--- Текст для чтения ---

Труднее было с Жадовым. Мейерхольду было важно показать в нем героя Островского и современного человека в одном лице — человека из зрительного зала. Это при возобновлении гораздо больше удалось Т. Соловьеву, чем молодому А. Горскому.
Бабанова с симпатией относилась к своему партнеру и чувствовала себя по отношению к нему взрослой и опытной — это она-то, двадцатитрехлетняя исполнительница глупенькой Полиньки Кукушкиной! Репетиции монолога Жадова, блестяще мизансценированного Мейерхольдом, на всю жизнь остались для нее едва ли не самыми светлыми часами.
Забыв о себе, она всем своим существом, человеческим и артистическим, впитывала уроки Мастера.

---

Задания →
A – Ответьте на вопросы по фрагменту о Бабановой:
(i) Кому при возобновлении больше удалось показать в Жадове героя Островского и современного человека в одном лице?
(ii) Сколько лет было Бабановой, исполнительнице роли Полиньки Кукушкиной?
(iii) Чей монолог репетировали, когда у Бабановой были едва ли не самые светлые часы в жизни?
B – Воспроизведите дословно часть фрагмента о Бабановой, которая начинается словами «Труднее было с» и завершается словами «впитывала уроки Мастера.».
Записи представляют собой самостоятельный материал, не связанный с фрагментом о Бабановой.

--- Исходные записи ---

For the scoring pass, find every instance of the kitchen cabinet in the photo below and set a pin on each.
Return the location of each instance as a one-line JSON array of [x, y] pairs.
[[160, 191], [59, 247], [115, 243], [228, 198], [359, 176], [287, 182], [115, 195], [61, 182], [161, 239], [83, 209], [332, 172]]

---
--- Исходные записи ---

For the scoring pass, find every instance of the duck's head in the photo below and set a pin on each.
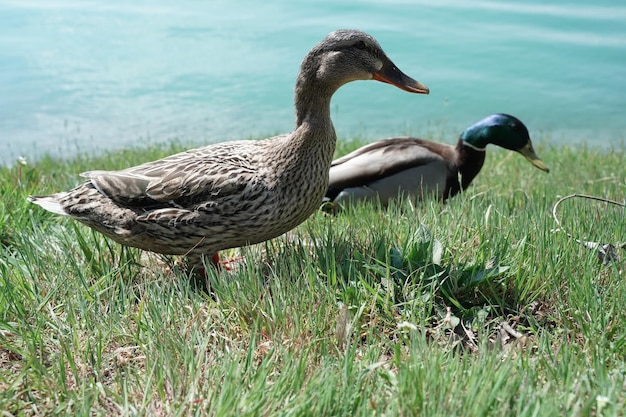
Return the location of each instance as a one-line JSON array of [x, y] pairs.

---
--- Исходные записи ---

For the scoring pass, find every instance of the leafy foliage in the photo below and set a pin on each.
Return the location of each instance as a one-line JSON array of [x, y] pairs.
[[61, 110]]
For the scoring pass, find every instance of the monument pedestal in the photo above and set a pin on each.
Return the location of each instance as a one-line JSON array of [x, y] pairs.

---

Ответы к заданиям →
A –
(i) Т. Соловьеву.
(ii) Двадцать три года.
(iii) Монолог Жадова.

B –
Труднее было с Жадовым. Мейерхольду было важно показать в нем героя Островского и современного человека в одном лице — человека из зрительного зала. Это при возобновлении гораздо больше удалось Т. Соловьеву, чем молодому А. Горскому.
Бабанова с симпатией относилась к своему партнеру и чувствовала себя по отношению к нему взрослой и опытной — это она-то, двадцатитрехлетняя исполнительница глупенькой Полиньки Кукушкиной! Репетиции монолога Жадова, блестяще мизансценированного Мейерхольдом, на всю жизнь остались для нее едва ли не самыми светлыми часами.
Забыв о себе, она всем своим существом, человеческим и артистическим, впитывала уроки Мастера.